## Texte fourni:
L'Arabie saoudite a déclaré que sa réduction volontaire de la production était une mesure de précaution visant à soutenir la stabilité du marché.

Le vice-premier ministre russe, Alexander Novak, a déclaré lundi que l'interférence avec la dynamique du marché était l'une des raisons à l'origine de ces réductions.

"Les nouvelles réductions confirment que le groupe OPEP+ est intact et que la Russie est toujours une partie intégrante et importante du groupe", a déclaré Bjarne Schieldrop, analyste chez SEB.

Rystad Energy a déclaré qu'il pensait que les réductions contribueraient à resserrer le marché du pétrole et à porter les prix au-dessus de 100 dollars le baril pour le reste de l'année, ce qui pourrait amener le Brent jusqu'à 110 dollars cet été.

UBS prévoit également que le Brent atteindra 100 dollars d'ici juin, tandis que Goldman Sachs a relevé ses prévisions de décembre de 5 dollars pour les porter à 95 dollars.

Goldman Sachs a déclaré que la libération des réserves stratégiques de pétrole (RSP) aux États-Unis et en France, en raison des grèves en cours, ainsi que le refus de Washington de remplir ses RSP au cours de l'exercice 2023, pourraient avoir motivé l'action de l'OPEP+.

## Extraits des lignes:
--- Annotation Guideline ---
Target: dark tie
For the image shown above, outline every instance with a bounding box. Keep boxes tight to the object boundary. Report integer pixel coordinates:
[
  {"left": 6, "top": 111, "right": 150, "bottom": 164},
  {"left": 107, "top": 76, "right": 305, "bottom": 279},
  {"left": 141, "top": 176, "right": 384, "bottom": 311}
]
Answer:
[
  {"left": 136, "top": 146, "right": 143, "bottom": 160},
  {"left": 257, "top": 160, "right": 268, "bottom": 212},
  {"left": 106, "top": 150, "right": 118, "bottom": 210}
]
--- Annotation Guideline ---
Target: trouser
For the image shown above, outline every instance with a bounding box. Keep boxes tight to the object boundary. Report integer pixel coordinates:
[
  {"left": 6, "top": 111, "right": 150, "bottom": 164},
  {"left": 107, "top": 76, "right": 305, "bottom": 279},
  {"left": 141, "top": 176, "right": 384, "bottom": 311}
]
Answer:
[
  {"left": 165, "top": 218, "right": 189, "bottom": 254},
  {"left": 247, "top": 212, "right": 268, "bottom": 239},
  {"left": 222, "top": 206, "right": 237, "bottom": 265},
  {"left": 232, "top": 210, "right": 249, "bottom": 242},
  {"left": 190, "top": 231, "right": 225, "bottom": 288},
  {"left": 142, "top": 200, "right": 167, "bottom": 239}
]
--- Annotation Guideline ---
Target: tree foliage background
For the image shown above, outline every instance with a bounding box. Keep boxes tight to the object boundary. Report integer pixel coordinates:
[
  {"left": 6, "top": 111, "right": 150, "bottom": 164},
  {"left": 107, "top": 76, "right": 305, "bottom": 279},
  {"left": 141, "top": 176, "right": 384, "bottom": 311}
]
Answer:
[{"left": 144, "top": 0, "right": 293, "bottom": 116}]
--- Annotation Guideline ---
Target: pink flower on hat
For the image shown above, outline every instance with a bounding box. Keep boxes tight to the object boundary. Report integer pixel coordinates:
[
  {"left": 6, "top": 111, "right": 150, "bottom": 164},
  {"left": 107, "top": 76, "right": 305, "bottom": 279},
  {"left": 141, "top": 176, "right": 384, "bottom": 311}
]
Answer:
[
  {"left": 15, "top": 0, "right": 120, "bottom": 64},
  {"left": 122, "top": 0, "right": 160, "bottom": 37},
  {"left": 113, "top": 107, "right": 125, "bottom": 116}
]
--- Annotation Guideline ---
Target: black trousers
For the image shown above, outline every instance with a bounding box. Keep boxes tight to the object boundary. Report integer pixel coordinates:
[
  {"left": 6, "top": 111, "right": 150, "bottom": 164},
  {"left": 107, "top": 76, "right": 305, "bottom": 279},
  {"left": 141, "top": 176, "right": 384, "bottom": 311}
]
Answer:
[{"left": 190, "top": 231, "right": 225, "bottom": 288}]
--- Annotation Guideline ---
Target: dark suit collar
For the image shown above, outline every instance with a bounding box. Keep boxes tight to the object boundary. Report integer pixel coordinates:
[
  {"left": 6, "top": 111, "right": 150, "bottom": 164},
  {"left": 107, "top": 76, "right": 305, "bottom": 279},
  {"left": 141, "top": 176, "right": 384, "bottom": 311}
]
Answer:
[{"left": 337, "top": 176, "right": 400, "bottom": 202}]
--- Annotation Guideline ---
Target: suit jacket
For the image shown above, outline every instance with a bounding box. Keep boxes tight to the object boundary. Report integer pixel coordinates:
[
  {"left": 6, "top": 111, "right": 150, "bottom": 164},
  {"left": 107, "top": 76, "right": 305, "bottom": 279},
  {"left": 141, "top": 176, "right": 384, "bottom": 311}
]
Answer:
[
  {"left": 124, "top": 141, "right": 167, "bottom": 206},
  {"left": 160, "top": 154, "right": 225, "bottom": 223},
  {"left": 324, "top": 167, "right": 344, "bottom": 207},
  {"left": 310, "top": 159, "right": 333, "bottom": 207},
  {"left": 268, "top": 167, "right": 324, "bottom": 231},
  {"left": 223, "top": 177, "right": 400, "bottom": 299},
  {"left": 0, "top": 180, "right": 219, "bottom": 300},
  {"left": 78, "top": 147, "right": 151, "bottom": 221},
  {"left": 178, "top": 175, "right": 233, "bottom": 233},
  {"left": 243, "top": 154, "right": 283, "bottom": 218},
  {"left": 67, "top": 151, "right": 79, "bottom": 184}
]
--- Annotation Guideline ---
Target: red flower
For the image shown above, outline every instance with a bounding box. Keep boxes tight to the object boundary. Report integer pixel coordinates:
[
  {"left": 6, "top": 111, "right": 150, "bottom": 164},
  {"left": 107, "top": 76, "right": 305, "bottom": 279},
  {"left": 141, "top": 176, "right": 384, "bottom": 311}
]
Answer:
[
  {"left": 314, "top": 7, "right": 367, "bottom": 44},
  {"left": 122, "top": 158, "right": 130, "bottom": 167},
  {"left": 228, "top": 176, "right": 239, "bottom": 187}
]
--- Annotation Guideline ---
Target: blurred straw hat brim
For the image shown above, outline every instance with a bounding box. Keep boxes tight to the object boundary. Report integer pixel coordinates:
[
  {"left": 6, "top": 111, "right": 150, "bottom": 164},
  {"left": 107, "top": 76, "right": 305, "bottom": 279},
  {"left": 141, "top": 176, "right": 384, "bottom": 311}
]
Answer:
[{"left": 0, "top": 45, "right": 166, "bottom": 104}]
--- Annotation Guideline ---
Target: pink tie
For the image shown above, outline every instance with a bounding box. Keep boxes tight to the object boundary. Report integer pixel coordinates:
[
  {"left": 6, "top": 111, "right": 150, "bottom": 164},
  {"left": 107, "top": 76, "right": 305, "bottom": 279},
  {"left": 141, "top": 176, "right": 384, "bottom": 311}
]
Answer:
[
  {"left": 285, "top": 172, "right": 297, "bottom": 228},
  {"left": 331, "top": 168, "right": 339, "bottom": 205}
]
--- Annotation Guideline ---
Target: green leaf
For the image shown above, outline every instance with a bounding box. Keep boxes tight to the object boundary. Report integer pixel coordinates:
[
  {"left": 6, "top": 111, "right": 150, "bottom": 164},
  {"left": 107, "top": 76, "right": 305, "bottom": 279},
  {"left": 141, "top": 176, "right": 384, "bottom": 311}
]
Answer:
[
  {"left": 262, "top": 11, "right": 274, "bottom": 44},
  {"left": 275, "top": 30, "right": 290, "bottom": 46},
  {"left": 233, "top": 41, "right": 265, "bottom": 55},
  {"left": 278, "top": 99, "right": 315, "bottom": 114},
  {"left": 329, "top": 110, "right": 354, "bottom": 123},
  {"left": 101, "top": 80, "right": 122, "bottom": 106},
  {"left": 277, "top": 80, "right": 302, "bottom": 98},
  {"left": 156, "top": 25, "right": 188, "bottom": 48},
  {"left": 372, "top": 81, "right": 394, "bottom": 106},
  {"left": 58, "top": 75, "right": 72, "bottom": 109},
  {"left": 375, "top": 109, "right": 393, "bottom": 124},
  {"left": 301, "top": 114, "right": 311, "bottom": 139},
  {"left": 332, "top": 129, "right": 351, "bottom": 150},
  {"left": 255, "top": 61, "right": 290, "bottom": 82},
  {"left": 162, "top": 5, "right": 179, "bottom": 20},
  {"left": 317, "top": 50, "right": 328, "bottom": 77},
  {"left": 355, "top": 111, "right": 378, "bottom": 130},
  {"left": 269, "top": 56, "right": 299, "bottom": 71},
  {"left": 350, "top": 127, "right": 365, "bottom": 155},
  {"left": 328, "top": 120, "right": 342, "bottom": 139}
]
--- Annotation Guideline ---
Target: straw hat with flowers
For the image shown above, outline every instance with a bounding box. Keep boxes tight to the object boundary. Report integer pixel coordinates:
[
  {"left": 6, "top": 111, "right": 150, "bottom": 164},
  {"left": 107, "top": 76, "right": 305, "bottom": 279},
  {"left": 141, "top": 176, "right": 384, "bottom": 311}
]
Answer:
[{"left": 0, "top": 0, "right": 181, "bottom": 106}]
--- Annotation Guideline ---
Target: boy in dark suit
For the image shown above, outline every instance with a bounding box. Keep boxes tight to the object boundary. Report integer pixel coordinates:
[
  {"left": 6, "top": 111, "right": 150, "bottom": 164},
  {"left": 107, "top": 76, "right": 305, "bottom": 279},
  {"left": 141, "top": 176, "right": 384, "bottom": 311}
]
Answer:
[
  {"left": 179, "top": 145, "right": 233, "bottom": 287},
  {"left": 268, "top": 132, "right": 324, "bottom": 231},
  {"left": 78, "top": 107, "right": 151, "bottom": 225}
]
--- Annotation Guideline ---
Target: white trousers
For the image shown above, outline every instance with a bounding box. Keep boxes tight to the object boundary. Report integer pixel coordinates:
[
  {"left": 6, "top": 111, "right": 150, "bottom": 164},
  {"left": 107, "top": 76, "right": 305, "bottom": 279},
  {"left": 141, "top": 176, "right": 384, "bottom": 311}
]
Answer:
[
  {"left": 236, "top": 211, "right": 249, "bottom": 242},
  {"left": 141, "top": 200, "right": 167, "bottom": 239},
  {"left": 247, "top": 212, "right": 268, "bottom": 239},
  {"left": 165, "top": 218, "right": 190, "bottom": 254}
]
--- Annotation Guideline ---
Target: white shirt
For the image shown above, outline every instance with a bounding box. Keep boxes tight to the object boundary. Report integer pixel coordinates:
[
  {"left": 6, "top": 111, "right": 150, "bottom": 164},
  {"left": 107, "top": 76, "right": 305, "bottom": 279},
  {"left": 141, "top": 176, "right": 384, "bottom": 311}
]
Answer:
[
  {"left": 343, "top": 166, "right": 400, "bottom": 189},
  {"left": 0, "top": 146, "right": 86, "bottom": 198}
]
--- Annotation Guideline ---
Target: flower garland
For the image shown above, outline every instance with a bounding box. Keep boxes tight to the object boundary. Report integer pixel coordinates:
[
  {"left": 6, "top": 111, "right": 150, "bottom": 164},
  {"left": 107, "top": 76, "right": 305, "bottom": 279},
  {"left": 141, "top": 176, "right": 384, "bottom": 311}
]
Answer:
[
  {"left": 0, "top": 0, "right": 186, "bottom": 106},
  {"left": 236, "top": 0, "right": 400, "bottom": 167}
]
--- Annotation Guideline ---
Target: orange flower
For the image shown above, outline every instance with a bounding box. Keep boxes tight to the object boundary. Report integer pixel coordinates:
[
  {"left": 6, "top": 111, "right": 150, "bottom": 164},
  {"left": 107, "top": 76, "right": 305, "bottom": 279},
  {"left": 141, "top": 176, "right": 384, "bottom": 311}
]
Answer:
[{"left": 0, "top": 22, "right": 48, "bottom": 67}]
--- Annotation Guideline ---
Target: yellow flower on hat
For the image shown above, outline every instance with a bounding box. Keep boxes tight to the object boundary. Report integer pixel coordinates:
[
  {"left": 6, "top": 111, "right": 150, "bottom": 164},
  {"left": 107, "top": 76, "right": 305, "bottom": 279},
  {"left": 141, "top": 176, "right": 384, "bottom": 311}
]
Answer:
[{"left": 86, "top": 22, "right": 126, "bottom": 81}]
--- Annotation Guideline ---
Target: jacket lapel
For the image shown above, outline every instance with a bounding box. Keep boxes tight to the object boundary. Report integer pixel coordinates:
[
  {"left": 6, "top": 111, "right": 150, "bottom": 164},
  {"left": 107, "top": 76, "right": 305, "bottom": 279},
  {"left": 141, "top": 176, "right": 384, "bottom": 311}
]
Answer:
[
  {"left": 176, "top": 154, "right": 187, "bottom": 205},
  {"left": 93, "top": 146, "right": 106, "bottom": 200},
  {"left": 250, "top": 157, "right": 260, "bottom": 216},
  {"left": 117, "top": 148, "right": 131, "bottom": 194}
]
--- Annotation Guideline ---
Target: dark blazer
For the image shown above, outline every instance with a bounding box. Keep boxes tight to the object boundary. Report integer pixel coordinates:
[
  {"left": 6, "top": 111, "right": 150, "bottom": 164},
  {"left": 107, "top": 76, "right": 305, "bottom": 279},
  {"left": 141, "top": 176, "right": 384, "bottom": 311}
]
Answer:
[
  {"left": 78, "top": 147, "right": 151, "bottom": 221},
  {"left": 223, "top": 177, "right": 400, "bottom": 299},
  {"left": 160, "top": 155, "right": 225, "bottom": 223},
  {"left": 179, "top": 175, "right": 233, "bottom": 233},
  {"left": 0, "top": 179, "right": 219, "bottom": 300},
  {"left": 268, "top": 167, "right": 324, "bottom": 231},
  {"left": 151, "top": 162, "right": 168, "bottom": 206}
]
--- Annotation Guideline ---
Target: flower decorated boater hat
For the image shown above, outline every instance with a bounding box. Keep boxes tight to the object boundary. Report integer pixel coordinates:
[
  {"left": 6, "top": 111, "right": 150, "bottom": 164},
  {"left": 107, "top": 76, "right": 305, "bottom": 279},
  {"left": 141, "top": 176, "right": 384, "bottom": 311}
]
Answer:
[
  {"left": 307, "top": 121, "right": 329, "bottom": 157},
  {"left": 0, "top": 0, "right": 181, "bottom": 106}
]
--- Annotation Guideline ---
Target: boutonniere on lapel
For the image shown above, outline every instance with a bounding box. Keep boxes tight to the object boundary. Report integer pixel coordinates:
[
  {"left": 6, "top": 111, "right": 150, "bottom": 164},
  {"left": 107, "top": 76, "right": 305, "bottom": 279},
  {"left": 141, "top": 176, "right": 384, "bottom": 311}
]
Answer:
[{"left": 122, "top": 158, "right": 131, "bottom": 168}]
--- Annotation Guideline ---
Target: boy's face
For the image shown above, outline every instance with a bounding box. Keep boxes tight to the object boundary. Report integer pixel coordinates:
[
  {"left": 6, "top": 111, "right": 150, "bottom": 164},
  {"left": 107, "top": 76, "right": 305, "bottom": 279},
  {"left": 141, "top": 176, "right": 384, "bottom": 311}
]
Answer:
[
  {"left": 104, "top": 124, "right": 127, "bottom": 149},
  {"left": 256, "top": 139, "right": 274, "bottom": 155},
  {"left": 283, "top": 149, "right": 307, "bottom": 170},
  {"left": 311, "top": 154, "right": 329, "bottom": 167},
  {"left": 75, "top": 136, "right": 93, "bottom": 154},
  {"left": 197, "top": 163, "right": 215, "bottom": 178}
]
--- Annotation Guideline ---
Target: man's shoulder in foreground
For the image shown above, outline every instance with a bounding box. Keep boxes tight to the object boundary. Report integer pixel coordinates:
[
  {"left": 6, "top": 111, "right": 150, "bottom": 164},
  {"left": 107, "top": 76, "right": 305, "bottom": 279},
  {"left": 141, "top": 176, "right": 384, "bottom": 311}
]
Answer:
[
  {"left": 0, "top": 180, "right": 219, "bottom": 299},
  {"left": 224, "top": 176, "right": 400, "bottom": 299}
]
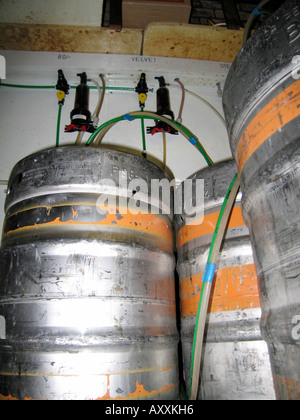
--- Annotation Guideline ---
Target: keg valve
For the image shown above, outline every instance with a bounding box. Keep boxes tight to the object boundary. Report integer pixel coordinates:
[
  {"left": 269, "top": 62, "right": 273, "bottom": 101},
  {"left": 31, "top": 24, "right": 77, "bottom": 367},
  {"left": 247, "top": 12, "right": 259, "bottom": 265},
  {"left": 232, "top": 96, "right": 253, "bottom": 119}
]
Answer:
[
  {"left": 147, "top": 76, "right": 178, "bottom": 135},
  {"left": 65, "top": 72, "right": 95, "bottom": 133}
]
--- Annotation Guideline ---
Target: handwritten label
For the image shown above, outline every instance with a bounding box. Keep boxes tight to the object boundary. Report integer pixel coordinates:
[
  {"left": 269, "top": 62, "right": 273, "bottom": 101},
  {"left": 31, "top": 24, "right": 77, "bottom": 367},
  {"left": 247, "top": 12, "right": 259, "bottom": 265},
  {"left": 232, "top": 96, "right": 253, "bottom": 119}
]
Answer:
[{"left": 131, "top": 56, "right": 158, "bottom": 63}]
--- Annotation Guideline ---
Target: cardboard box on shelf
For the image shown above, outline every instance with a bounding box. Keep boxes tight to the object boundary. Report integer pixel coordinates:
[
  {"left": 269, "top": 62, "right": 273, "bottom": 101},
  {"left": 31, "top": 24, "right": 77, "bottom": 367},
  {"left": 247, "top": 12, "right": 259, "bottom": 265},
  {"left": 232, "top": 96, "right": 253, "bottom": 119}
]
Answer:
[{"left": 122, "top": 0, "right": 191, "bottom": 29}]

## Consigne de travail 1:
Reproduisez sans aucune modification le passage du texte sur les réductions de l'OPEP+ qui commence aux mots « Le vice-premier ministre » et se termine après les mots « dollars cet été. ».
## Consigne de travail 2:
D'après le texte sur les réductions de l'OPEP+, quel poste occupe Bjarne Schieldrop ?
## Consigne de travail 3:
Poursuivez le texte sur les réductions de production de l'OPEP+ après sa dernière phrase.
Les lignes ne servent à rien dans ce travail.

## Résultat de l'exercice 1:
Le vice-premier ministre russe, Alexander Novak, a déclaré lundi que l'interférence avec la dynamique du marché était l'une des raisons à l'origine de ces réductions.

"Les nouvelles réductions confirment que le groupe OPEP+ est intact et que la Russie est toujours une partie intégrante et importante du groupe", a déclaré Bjarne Schieldrop, analyste chez SEB.

Rystad Energy a déclaré qu'il pensait que les réductions contribueraient à resserrer le marché du pétrole et à porter les prix au-dessus de 100 dollars le baril pour le reste de l'année, ce qui pourrait amener le Brent jusqu'à 110 dollars cet été.

## Résultat de l'exercice 2:
Il est analyste chez SEB.

## Résultat de l'exercice 3:
La hausse des prix entraînera probablement une augmentation des revenus de Moscou pour financer sa guerre coûteuse en Ukraine, ce qui perturbera davantage les relations entre l'Arabie saoudite et les États-Unis, a déclaré M. Schieldrop.

"L'administration américaine pourrait également faire valoir que la hausse des prix du pétrole contrecarre ses efforts pour éteindre l'inflation", a-t-il ajouté.

Un responsable d'un raffineur sud-coréen a déclaré que la réduction était une "mauvaise nouvelle" pour les acheteurs de pétrole et que l'OPEP cherchait à "protéger ses bénéfices" contre les craintes d'un ralentissement de l'économie mondiale.

La réduction de l'offre ferait grimper les prix au moment même où l'affaiblissement des économies fait baisser la demande de carburant et les prix, ce qui réduit les bénéfices des raffineurs, ont déclaré le responsable du raffinage sud-coréen et un négociant chinois.

Tous deux ont refusé d'être identifiés car ils n'étaient pas autorisés à parler aux médias.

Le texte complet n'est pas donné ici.